[begin Records supplied]
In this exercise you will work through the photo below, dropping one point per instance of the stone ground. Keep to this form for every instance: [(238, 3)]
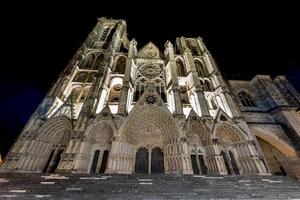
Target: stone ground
[(147, 187)]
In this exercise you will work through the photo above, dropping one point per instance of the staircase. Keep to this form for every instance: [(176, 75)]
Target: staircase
[(75, 186)]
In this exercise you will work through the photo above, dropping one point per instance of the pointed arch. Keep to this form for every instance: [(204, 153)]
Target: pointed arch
[(246, 99), (88, 61), (180, 68), (200, 67), (120, 65)]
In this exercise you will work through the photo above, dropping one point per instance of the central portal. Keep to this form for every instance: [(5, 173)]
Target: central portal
[(143, 160)]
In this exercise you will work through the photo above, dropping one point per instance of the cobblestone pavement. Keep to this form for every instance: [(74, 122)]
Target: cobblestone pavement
[(148, 187)]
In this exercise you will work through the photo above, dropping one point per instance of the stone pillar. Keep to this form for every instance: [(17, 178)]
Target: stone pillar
[(169, 51), (126, 82), (193, 75)]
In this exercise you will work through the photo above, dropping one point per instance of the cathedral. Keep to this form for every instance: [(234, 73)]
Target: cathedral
[(117, 109)]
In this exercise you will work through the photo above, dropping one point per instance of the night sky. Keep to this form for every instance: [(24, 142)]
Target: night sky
[(38, 40)]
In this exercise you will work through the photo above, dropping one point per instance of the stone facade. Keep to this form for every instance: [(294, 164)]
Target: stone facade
[(119, 110)]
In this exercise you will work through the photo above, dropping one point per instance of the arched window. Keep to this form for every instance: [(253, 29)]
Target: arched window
[(213, 104), (109, 37), (104, 33), (98, 62), (180, 68), (246, 99), (120, 65), (91, 77), (88, 62), (193, 46), (114, 94), (202, 72), (184, 95), (207, 86), (80, 77)]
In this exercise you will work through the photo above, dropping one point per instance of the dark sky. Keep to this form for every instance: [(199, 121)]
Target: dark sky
[(38, 40)]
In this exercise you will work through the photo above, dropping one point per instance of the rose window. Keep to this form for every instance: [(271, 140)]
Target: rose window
[(150, 99), (150, 71)]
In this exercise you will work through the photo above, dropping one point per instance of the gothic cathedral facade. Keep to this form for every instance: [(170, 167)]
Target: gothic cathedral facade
[(117, 109)]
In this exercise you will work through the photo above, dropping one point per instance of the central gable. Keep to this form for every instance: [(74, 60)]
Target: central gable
[(149, 51)]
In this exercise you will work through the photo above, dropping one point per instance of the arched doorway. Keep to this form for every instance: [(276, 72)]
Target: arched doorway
[(157, 160), (151, 127), (104, 162), (141, 160), (233, 163), (100, 135), (223, 154), (95, 161)]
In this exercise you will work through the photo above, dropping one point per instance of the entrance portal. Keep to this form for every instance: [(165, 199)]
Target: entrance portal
[(95, 161), (53, 161), (233, 163), (141, 160), (157, 160), (223, 154), (194, 164), (104, 162)]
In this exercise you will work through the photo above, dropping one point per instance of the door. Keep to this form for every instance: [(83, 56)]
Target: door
[(202, 165), (157, 160), (194, 164), (226, 162), (94, 162), (48, 161), (104, 162), (233, 163), (55, 161), (141, 160)]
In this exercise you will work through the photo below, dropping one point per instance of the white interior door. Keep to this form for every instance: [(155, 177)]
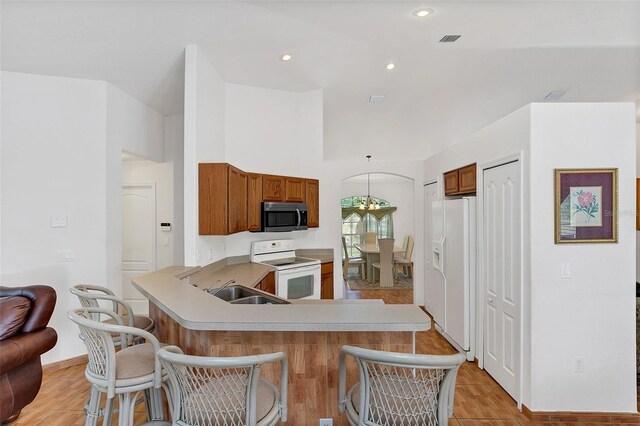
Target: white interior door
[(138, 240), (502, 278), (434, 282)]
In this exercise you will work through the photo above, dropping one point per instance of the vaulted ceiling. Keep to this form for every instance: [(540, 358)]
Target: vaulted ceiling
[(511, 53)]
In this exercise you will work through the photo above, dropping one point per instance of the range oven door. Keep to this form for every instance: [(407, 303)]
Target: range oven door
[(299, 283), (279, 217)]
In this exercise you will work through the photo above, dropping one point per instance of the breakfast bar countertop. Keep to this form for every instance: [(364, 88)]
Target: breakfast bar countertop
[(172, 292)]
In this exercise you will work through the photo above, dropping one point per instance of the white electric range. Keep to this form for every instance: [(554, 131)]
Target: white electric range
[(296, 277)]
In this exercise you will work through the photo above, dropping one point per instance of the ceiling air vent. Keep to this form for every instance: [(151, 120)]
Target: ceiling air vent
[(449, 38)]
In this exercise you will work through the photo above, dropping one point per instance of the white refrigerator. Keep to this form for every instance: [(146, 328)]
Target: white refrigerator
[(454, 256)]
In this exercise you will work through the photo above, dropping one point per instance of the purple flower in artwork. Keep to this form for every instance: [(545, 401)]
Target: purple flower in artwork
[(585, 199), (587, 204)]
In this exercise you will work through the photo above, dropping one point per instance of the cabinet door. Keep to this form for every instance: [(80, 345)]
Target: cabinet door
[(294, 189), (326, 281), (254, 201), (269, 283), (467, 179), (212, 198), (272, 188), (313, 202), (237, 200), (451, 182)]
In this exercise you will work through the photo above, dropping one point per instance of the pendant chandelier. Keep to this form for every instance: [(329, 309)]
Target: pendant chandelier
[(369, 204)]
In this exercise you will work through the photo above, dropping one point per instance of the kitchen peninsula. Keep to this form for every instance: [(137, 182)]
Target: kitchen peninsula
[(310, 332)]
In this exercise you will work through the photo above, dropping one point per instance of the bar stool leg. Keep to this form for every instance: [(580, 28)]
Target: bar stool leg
[(125, 414), (108, 412)]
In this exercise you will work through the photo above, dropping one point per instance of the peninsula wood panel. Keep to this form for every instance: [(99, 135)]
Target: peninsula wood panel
[(254, 201), (273, 188), (312, 189), (312, 356)]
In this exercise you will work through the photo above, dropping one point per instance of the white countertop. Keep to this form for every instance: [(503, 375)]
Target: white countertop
[(194, 309)]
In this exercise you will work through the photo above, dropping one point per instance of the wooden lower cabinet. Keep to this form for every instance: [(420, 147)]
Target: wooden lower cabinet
[(326, 281), (268, 283)]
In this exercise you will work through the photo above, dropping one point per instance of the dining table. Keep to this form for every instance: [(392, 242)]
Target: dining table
[(371, 254)]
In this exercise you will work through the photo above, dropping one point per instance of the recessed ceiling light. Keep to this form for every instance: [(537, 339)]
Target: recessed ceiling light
[(421, 13)]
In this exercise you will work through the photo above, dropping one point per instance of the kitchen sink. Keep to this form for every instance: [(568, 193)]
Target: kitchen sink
[(239, 294), (260, 300)]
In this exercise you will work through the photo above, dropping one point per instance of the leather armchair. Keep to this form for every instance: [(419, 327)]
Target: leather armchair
[(20, 366)]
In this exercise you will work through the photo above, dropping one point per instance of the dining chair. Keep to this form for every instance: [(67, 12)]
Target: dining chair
[(370, 237), (404, 260), (398, 388), (224, 391), (385, 265), (125, 373), (351, 261)]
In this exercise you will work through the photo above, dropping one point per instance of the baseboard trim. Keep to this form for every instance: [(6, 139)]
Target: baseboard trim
[(65, 363), (581, 417)]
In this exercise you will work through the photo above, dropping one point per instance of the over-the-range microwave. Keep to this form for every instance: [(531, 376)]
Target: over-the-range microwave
[(282, 217)]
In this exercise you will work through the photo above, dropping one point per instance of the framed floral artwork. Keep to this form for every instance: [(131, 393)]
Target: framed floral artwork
[(586, 204)]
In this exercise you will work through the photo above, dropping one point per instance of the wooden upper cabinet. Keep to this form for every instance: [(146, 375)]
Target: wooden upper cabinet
[(273, 188), (222, 192), (237, 200), (451, 182), (312, 189), (294, 190), (467, 179), (461, 181), (254, 201)]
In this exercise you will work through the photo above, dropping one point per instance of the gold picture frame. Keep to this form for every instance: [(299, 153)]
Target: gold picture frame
[(586, 206)]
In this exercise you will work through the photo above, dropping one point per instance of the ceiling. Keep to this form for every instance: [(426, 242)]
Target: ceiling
[(511, 53)]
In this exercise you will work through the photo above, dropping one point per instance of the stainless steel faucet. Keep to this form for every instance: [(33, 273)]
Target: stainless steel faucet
[(213, 291)]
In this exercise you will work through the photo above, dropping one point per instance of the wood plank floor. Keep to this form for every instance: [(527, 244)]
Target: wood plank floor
[(479, 400)]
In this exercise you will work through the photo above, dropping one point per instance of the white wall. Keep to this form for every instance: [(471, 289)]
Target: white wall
[(54, 141), (637, 212), (137, 172), (174, 154), (592, 315), (271, 131), (508, 137), (139, 130), (394, 189), (62, 145)]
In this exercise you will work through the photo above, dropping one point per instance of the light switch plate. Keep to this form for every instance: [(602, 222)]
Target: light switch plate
[(566, 270)]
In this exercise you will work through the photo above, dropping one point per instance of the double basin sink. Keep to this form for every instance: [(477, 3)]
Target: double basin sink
[(241, 295)]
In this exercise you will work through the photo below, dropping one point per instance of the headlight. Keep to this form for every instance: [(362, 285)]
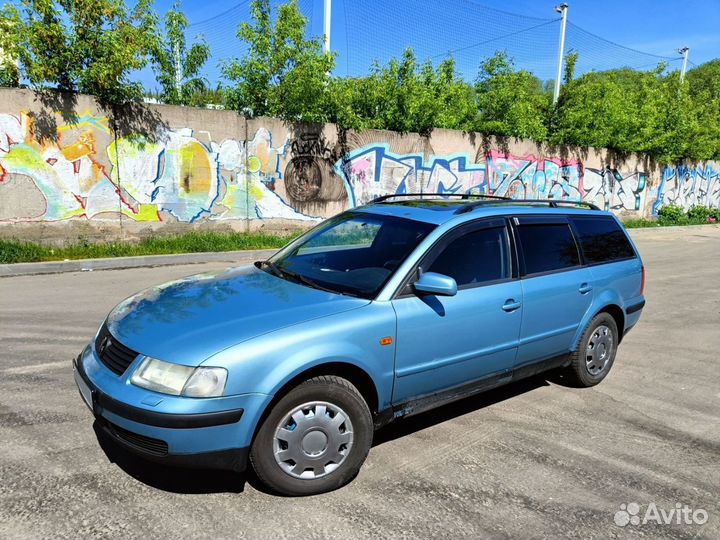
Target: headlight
[(178, 380)]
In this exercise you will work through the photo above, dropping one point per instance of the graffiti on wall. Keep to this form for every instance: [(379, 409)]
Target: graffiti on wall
[(687, 186), (187, 176), (374, 170), (182, 174)]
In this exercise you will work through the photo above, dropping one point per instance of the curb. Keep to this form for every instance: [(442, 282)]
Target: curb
[(672, 228), (120, 263)]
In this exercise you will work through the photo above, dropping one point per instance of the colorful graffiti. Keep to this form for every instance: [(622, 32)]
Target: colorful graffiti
[(374, 170), (176, 176), (184, 175), (689, 186)]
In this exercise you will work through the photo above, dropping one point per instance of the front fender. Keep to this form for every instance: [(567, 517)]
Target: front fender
[(267, 363)]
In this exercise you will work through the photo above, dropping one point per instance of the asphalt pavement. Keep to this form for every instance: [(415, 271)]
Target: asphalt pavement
[(533, 459)]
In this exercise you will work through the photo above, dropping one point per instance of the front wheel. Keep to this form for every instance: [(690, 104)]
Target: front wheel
[(595, 354), (315, 438)]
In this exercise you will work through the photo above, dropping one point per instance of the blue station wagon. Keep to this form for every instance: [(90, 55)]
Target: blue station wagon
[(381, 312)]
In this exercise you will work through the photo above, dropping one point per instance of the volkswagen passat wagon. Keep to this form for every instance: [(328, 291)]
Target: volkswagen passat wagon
[(381, 312)]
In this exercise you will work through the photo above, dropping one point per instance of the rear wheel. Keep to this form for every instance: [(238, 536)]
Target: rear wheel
[(595, 355), (315, 438)]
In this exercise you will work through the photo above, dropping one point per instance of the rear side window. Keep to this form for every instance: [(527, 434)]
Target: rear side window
[(547, 247), (602, 240), (474, 258)]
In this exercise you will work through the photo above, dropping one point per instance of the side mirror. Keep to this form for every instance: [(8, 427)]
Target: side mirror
[(437, 284)]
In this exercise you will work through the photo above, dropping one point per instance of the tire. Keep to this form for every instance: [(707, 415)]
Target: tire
[(315, 438), (595, 355)]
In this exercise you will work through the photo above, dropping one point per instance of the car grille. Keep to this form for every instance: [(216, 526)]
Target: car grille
[(116, 356), (148, 445)]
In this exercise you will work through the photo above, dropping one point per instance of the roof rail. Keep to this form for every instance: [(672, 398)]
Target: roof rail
[(461, 196), (552, 203)]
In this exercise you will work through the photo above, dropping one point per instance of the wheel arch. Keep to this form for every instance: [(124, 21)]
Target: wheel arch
[(360, 378), (618, 314), (612, 309)]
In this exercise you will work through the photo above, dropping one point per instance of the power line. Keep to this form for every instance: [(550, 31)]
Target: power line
[(220, 15), (551, 21)]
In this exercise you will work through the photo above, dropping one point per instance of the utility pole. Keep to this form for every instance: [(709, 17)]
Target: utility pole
[(326, 24), (562, 9), (685, 51), (178, 69)]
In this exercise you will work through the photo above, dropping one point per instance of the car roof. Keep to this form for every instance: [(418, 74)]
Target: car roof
[(440, 211)]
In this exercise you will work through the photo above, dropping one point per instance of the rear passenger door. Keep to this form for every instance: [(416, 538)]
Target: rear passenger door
[(557, 289)]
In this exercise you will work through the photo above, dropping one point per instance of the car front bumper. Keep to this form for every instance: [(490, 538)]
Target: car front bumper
[(192, 432)]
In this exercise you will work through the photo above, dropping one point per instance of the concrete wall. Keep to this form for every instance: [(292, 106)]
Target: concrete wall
[(69, 169)]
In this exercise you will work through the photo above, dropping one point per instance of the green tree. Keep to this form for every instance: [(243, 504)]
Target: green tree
[(633, 111), (283, 74), (511, 102), (9, 72), (405, 96), (176, 67), (89, 46)]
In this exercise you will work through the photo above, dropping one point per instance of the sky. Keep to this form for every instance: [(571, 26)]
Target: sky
[(606, 33)]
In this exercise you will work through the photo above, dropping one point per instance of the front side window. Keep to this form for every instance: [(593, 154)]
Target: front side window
[(547, 247), (602, 240), (475, 258), (354, 253)]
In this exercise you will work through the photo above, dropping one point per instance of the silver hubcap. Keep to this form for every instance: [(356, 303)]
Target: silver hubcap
[(313, 440), (598, 350)]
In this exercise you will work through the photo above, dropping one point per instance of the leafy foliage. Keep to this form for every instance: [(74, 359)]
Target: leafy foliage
[(89, 46), (511, 102), (177, 68), (282, 74), (404, 96)]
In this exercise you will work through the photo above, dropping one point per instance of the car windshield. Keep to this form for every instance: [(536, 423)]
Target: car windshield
[(353, 253)]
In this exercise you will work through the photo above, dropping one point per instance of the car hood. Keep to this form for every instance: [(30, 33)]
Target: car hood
[(188, 320)]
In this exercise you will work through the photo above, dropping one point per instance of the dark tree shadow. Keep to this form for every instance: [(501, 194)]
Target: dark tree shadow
[end Records supplied]
# [Exercise description]
Format the lines above as a numbered list, starting at the line containing "instance: [(131, 393)]" and ending at the line containing "[(241, 295)]", both included, with any blank lines left out.

# [Correct output]
1. In this exercise you will work through the photo above, dropping one point per instance of the framed floral artwork. Keep to this form for every instance: [(131, 393)]
2. Target: framed floral artwork
3. [(586, 204)]
4. In this exercise you will work through the photo above, dropping one point per instance of the wooden upper cabinet. Keep to this form for every instance: [(146, 375)]
5. Target: wooden upper cabinet
6. [(273, 188), (222, 192), (237, 200), (451, 182), (312, 189), (294, 190), (467, 179), (461, 181), (254, 201)]
7. In this exercise you will work through the photo above, dropping one point per instance of the gold picture frame. Keep to this form for every instance: [(299, 153)]
8. Target: gold picture frame
9. [(586, 206)]
10. In this exercise you will work through the photo above, dropping one point per instance of the ceiling. Keep to this form for every instance: [(426, 242)]
11. Target: ceiling
12. [(511, 53)]
13. In this exercise you will work through the photo above, dropping one point per instance of the stainless steel faucet. Keep to this form for every instance: [(33, 273)]
14. Target: stainless steel faucet
15. [(213, 291)]
16. In this exercise you will work through the photo above, dropping one point per instance of the wood plank floor. Keep to this form for every instance: [(527, 244)]
17. Target: wood plank floor
18. [(479, 400)]
19. In this exercise you will work through the photo above, dropping one point per instance of the white wall. Keep to this form for every instance: [(471, 289)]
20. Target: white wall
21. [(54, 141), (637, 212), (137, 172), (174, 154), (592, 315), (271, 131), (508, 137), (139, 130), (394, 189), (62, 145)]
22. In this exercise you will work through the photo above, dropping one point per instance of the light switch plate. Keep to this form for every instance: [(602, 222)]
23. Target: light switch plate
24. [(566, 270)]
25. In this exercise you will work through the photo above, dropping one point per instance of the double basin sink. Keep to this form for every instance: [(477, 3)]
26. Target: double basin sink
27. [(241, 295)]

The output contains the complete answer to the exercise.